— JOB —
Repeat each record below exactly as given.

— RECORDS SUPPLIED —
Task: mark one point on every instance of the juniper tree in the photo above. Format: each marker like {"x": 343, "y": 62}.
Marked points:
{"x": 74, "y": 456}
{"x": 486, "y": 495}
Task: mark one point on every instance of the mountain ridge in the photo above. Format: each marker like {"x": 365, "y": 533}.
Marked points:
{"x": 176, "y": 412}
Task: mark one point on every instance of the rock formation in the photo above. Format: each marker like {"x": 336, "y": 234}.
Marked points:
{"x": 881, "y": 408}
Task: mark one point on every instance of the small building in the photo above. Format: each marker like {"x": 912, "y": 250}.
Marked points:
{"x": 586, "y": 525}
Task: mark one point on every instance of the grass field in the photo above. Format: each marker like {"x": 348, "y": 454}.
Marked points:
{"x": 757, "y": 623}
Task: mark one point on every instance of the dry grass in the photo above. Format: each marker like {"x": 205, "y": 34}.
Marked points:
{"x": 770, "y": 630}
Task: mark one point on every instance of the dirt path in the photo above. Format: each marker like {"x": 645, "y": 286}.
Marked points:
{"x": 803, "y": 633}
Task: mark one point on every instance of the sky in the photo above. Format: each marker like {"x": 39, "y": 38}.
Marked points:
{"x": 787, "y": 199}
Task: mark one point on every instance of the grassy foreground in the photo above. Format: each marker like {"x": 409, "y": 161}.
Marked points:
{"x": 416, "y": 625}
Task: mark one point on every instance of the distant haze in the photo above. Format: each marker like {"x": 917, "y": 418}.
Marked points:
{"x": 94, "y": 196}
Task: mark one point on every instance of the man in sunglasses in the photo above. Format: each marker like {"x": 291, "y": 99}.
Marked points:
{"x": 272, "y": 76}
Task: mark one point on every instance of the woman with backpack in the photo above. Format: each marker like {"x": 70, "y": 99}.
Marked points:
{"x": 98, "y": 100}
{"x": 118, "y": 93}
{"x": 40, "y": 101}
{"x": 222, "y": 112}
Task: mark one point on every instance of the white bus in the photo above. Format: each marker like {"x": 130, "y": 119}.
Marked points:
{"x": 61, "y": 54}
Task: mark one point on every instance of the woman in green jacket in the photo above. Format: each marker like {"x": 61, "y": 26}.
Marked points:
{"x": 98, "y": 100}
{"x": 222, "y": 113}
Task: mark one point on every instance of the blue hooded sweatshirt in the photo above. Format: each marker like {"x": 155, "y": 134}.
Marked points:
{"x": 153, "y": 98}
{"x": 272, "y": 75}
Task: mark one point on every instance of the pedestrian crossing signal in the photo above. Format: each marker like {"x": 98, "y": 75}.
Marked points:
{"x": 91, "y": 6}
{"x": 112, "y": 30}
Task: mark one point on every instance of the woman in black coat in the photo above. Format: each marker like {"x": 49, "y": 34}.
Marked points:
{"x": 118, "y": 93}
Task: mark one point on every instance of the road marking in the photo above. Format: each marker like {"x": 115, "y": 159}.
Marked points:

— WORKED ANSWER —
Task: mark one point on every instance of the juniper tree in the photo above. Format: each marker like {"x": 343, "y": 62}.
Marked points:
{"x": 74, "y": 456}
{"x": 486, "y": 495}
Task: mark one point on every instance of the mountain ridge in the photo above. Format: each marker like {"x": 365, "y": 533}.
Marked points:
{"x": 176, "y": 412}
Task: mark one point on every instance of the rock formation in the photo above. Format: each marker like {"x": 336, "y": 234}.
Marked points:
{"x": 881, "y": 408}
Task: mark one point on every instance of the small building in the photo above. Format: each marker like {"x": 912, "y": 250}.
Marked points:
{"x": 586, "y": 525}
Task: mark one point on every instance of the grass field in the photo above. Format: each marker like {"x": 348, "y": 454}.
Marked points:
{"x": 757, "y": 623}
Task: mark one point on every instance of the dry grass in the photo above. Format: each marker like {"x": 205, "y": 34}.
Marked points:
{"x": 770, "y": 630}
Task: mark one point on every instance of the dirt path in the photo above. Format: each marker like {"x": 645, "y": 286}.
Marked points:
{"x": 803, "y": 633}
Task: mark one point on every instance of the sky in the photo above. Format: each marker like {"x": 39, "y": 38}.
Marked points:
{"x": 787, "y": 199}
Task: mark one point on every instance of the grassy foreground in the photo above. Format: each marker like {"x": 409, "y": 161}.
Marked points:
{"x": 416, "y": 625}
Task: mark one point on every instance of the distant haze in the photo above. Format: each marker like {"x": 917, "y": 418}.
Marked points:
{"x": 94, "y": 196}
Task: mark one point on every instance of the man in sunglasses in the photo above. Format: each marker like {"x": 291, "y": 99}.
Marked points:
{"x": 272, "y": 76}
Task: mark one point on every instance of the woman with backpack in the photo above. Format: each marker like {"x": 70, "y": 99}.
Marked points:
{"x": 98, "y": 100}
{"x": 118, "y": 93}
{"x": 40, "y": 101}
{"x": 222, "y": 112}
Task: mark one point on every instance of the white bus in the photo above. Format: each marker like {"x": 130, "y": 119}.
Marked points:
{"x": 61, "y": 54}
Task: mark one point on every instance of the woman in green jacket in the photo above. Format: each marker like {"x": 61, "y": 26}.
Marked points:
{"x": 98, "y": 100}
{"x": 222, "y": 113}
Task: mark one point on every instance of the blue hooded sweatshirt in the photo above. Format: each marker like {"x": 155, "y": 134}.
Marked points:
{"x": 153, "y": 98}
{"x": 272, "y": 75}
Task: mark one point on every instance of the pedestrian crossing signal in the photo above. Format: each marker like {"x": 98, "y": 75}.
Marked points:
{"x": 91, "y": 6}
{"x": 112, "y": 30}
Task: mark one point on every instance of the woman in black coat in the photo above. Format: each marker like {"x": 49, "y": 34}.
Marked points:
{"x": 118, "y": 93}
Task: mark one point on every instance of the road marking in the photo above. Format: each marker like {"x": 115, "y": 159}.
Marked points:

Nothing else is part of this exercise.